**WORK ORDER:** Below are the entries. Set down exactly the line containing "hey siri or whatever, detect the shoelace" and each line after it.

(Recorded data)
= = = = =

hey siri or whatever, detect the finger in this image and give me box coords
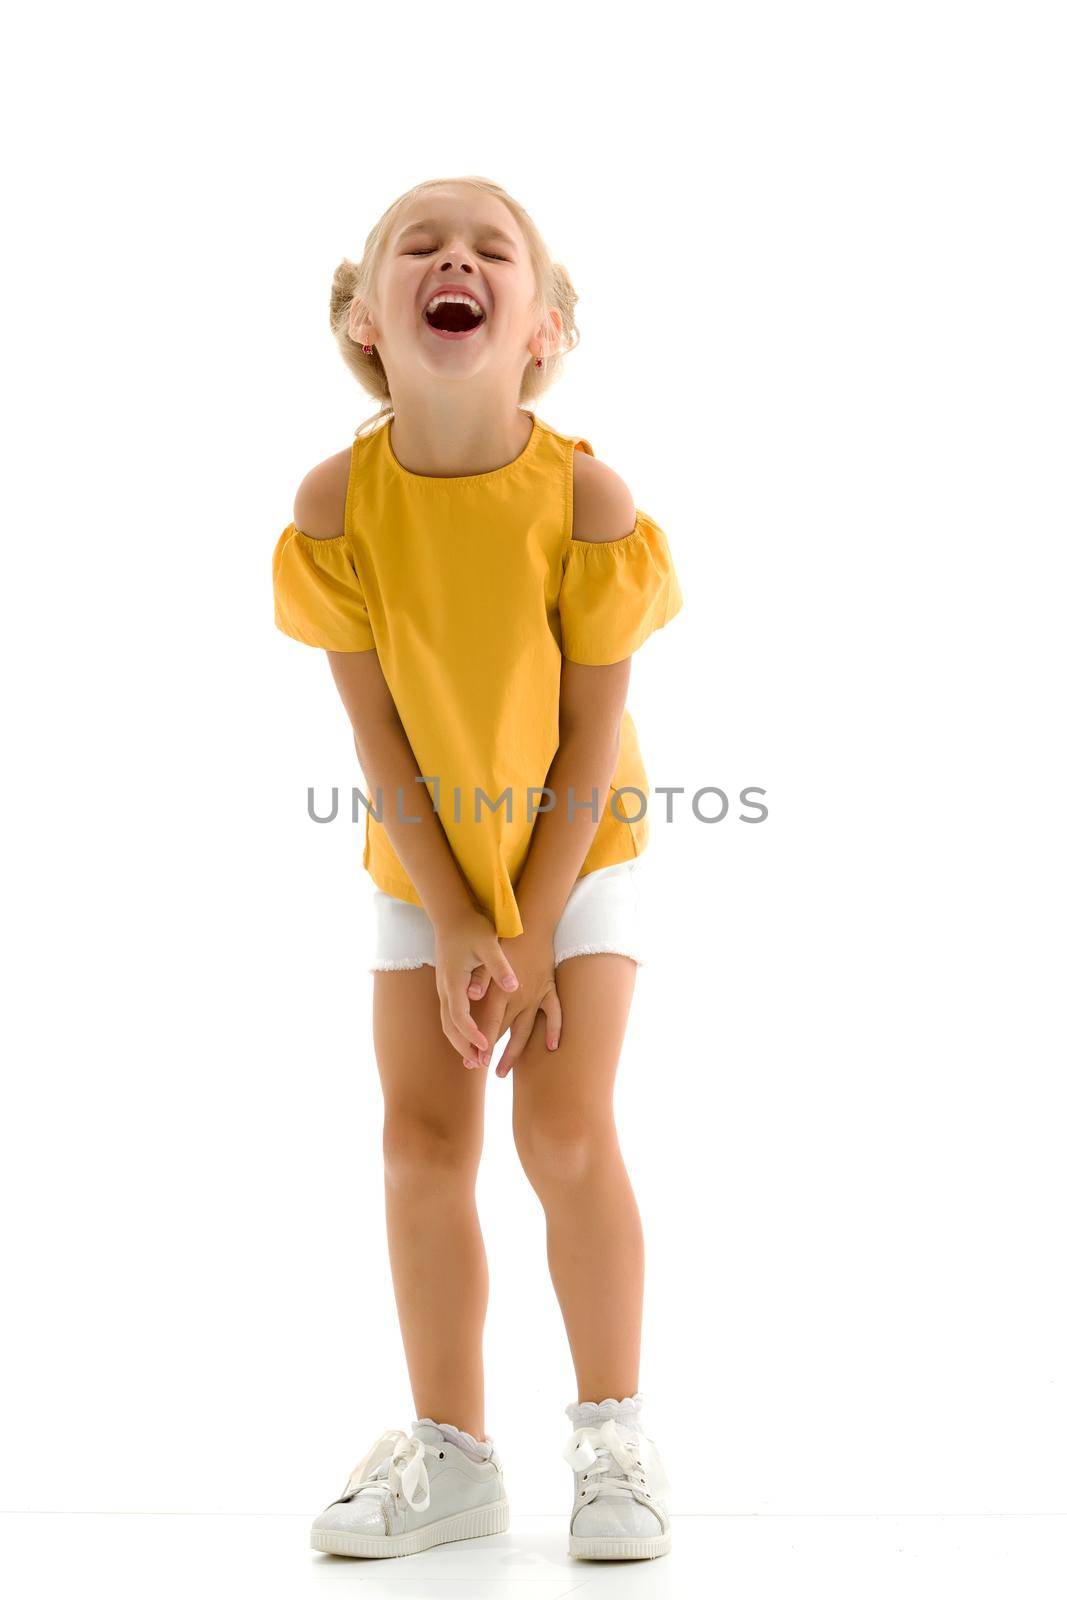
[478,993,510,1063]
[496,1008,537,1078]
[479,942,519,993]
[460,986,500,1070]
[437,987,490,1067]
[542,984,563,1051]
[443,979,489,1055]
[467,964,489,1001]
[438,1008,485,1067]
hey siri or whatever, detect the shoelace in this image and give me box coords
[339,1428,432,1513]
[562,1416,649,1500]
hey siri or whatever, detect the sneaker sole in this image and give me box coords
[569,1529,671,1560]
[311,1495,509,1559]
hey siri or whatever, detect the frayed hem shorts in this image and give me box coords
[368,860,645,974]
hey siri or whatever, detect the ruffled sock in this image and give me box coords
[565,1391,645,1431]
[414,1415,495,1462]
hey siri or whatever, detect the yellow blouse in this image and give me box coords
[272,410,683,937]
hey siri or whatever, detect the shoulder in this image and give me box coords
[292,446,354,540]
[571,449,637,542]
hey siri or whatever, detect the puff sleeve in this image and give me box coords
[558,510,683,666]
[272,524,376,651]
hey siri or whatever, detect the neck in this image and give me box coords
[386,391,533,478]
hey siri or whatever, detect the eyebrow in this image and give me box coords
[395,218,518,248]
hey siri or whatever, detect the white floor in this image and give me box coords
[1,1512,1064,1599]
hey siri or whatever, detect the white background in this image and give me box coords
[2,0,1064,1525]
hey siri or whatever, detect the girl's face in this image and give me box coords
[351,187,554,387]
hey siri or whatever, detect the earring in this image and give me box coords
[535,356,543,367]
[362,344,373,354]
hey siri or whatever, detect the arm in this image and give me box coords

= = = = =

**WRITTEN RESPONSE:**
hey siri or whatever, detect the shoelace in this image and give me box coords
[339,1428,432,1513]
[562,1416,649,1500]
hey siri or whatever, detect the sneaker sole in this image and give me box coords
[569,1529,671,1560]
[311,1495,509,1559]
hey siri or whatever, detect the frayed hem shorts in this image and give me box coords
[368,860,645,974]
hey siri or whatever, detect the ruffled sock in this image and give me box coords
[565,1391,645,1431]
[414,1415,495,1462]
hey siri or whatever, detect the yellow blouse in this image and give me box coords
[272,410,683,937]
hey siri or whatever, detect the shoulder in this image and give me box coords
[292,446,354,540]
[571,449,637,542]
hey siri or whatever, detect the puff sleeve in this image and give me box coords
[558,510,683,666]
[272,524,376,651]
hey siri or whatever, detect the neck in this image and give me box coords
[386,391,533,478]
hey siri or whatever, detect the eyebrow in this image and give me box coords
[395,218,518,248]
hey siri or whatever, detect the white floor in this image and give me box coords
[1,1512,1064,1599]
hey siri or whatever, detect the white background in this image and give me box coords
[2,0,1064,1525]
hey siri or whatever, detect the girl's face in this image and give me box coords
[351,187,554,387]
hey siri or whatever, detect the earring in this image and give me box coords
[535,356,543,367]
[362,344,373,354]
hey siri or whatever, detect the arm in this image and give me box coords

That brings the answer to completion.